Exercise aim:
Which lines of the entries below contain the string "plate", matching case exactly? Pick out each of those lines and copy it in full.
· · ·
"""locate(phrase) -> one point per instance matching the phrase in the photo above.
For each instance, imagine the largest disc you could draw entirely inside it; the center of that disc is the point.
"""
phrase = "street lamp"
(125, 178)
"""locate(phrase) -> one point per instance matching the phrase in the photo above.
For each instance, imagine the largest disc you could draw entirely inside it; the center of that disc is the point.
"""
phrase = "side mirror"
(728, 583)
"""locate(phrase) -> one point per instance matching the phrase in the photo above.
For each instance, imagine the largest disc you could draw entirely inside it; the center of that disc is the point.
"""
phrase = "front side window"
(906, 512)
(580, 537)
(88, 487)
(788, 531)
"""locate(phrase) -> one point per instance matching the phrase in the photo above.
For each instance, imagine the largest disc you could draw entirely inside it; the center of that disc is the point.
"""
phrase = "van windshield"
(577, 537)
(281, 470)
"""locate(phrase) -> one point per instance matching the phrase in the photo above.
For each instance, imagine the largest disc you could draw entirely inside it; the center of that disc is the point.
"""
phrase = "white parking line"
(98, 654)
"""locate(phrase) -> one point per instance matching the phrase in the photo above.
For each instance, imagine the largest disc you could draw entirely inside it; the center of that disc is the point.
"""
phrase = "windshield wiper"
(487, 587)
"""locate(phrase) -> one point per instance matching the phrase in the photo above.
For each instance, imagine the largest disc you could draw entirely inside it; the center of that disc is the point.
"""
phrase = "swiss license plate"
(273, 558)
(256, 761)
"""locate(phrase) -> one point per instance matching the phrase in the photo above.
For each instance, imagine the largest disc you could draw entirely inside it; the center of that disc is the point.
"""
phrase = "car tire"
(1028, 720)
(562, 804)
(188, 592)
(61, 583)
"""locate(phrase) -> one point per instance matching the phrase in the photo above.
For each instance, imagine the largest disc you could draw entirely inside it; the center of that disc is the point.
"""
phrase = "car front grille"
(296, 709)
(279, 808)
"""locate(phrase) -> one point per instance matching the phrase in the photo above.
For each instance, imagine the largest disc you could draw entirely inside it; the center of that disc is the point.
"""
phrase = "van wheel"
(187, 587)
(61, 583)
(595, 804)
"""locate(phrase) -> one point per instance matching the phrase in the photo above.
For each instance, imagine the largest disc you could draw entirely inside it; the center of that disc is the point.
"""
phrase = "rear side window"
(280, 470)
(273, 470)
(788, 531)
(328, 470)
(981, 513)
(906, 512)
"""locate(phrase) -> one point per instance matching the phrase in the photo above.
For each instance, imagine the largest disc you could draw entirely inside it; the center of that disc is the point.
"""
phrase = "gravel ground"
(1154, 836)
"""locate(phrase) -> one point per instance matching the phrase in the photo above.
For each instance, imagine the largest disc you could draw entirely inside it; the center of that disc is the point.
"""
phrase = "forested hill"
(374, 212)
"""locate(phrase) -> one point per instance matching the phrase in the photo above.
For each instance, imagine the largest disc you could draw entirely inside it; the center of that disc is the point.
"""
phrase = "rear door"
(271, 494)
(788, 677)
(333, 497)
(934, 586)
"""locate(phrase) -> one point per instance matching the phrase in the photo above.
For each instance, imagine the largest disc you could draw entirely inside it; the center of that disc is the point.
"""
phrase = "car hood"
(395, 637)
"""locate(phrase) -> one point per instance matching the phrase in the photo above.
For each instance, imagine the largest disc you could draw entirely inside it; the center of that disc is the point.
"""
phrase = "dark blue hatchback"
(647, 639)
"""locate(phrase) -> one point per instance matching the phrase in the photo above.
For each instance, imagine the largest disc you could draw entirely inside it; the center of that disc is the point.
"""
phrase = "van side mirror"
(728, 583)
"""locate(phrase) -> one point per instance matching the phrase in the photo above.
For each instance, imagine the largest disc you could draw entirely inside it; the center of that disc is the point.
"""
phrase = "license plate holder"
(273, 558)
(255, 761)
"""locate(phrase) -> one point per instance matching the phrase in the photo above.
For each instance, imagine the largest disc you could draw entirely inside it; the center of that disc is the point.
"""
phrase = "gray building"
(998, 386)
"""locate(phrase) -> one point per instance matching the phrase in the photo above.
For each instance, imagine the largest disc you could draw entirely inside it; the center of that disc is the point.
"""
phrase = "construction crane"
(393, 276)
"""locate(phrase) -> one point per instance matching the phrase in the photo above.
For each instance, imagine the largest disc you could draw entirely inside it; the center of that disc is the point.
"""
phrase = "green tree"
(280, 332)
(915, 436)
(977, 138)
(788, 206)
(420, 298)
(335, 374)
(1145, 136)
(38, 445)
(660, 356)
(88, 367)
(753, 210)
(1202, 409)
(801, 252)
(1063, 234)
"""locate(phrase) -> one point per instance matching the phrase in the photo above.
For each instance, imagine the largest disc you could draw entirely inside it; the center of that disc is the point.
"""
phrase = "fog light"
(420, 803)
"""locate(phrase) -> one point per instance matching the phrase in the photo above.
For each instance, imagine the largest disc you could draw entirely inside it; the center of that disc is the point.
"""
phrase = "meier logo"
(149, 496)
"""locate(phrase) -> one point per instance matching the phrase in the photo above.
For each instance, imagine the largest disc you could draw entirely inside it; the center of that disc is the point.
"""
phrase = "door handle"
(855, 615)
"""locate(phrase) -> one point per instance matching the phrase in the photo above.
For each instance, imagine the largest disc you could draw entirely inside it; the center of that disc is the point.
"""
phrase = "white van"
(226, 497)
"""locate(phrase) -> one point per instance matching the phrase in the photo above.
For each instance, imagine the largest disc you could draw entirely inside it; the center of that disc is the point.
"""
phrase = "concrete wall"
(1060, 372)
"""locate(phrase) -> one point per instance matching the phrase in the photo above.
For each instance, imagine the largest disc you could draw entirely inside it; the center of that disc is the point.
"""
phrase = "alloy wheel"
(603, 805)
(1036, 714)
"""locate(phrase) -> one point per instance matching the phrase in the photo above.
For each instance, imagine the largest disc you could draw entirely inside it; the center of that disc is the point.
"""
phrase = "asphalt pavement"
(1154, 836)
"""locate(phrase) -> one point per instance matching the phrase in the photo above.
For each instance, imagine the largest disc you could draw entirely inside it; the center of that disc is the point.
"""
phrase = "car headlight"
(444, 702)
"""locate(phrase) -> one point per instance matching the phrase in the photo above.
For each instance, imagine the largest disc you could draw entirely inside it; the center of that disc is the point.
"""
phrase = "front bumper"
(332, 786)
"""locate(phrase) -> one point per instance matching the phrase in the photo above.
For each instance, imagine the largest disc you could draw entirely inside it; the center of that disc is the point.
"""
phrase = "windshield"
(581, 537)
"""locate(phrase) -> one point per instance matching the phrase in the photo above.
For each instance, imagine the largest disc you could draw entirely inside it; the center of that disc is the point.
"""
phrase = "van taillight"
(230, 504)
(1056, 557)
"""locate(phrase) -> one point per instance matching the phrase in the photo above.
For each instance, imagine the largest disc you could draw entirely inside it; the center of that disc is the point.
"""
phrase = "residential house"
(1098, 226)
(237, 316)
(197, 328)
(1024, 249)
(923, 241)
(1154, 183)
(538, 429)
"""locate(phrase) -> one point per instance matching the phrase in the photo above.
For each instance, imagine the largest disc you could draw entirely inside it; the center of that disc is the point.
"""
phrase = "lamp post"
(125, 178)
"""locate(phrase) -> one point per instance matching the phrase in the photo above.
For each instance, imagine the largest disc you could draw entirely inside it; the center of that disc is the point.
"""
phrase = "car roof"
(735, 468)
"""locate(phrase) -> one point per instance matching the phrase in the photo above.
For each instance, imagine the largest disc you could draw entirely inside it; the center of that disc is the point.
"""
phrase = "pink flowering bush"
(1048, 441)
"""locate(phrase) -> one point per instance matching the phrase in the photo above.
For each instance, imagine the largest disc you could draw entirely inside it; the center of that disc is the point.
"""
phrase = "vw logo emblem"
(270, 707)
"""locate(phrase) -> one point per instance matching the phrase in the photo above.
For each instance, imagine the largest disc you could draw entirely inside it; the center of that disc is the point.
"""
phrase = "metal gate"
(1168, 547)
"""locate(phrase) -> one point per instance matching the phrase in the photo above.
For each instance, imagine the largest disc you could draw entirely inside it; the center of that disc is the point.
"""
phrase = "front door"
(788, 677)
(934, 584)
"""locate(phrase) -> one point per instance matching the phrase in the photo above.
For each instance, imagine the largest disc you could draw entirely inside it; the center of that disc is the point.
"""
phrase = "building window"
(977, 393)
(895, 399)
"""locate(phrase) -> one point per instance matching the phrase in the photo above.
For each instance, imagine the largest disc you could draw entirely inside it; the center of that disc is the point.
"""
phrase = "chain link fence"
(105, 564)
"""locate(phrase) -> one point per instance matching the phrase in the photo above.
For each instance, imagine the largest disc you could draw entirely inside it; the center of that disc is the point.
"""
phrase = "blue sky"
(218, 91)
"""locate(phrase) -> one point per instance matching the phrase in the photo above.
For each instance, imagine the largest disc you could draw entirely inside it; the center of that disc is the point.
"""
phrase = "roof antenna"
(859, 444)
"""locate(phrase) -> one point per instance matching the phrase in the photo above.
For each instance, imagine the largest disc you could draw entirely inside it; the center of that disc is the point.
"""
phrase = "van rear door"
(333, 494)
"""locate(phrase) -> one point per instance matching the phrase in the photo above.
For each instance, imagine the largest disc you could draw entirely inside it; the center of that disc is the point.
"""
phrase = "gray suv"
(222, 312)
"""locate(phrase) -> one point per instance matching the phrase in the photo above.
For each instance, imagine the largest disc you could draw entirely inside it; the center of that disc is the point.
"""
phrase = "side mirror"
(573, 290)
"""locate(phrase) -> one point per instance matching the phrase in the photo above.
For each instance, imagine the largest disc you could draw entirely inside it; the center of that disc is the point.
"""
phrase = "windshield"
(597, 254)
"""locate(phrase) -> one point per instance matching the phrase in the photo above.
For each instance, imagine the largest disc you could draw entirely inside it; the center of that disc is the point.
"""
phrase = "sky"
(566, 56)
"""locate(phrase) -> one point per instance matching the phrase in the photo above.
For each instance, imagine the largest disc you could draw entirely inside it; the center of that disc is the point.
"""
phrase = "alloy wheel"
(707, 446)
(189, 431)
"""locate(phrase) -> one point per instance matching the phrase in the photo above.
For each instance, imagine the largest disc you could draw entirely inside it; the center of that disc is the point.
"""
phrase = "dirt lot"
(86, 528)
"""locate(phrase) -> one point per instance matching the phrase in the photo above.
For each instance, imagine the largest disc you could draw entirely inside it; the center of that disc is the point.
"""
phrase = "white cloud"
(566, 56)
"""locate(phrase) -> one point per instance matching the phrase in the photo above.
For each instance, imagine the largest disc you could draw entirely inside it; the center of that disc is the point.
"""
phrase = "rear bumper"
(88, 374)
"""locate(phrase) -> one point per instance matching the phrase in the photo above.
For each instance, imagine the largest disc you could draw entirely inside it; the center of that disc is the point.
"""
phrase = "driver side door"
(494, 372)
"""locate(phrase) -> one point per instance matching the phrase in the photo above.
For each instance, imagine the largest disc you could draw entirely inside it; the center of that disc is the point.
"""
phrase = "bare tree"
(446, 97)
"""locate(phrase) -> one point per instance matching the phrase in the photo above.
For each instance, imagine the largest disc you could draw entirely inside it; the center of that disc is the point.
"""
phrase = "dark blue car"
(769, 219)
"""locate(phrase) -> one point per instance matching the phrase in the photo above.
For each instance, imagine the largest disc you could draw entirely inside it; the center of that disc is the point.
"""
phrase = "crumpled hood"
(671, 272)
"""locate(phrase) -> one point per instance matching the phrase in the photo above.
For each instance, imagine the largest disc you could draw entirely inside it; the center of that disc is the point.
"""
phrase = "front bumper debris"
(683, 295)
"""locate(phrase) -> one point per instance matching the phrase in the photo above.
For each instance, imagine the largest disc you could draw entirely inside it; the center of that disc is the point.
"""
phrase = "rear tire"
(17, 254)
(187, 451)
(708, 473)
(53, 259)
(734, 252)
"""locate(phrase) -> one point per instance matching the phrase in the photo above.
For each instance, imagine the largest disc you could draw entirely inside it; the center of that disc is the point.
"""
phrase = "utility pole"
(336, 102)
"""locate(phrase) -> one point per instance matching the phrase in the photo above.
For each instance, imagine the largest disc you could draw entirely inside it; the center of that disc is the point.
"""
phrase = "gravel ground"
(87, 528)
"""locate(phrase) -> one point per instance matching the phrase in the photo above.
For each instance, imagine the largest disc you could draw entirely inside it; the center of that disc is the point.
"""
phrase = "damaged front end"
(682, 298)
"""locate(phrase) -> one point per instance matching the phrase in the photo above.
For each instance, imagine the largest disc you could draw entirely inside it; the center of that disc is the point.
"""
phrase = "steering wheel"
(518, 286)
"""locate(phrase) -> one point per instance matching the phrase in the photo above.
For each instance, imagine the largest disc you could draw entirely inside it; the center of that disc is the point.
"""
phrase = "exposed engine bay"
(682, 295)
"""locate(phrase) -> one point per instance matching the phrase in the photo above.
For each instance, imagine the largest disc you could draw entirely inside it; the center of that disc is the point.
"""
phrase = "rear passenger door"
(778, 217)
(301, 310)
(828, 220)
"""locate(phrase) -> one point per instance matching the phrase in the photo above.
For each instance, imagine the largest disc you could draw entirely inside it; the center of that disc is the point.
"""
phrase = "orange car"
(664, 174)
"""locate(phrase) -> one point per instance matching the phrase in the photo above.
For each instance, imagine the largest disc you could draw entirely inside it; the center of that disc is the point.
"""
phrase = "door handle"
· · ·
Reply to the task:
phrase = "swiss license plate"
phrase = "license plate holder"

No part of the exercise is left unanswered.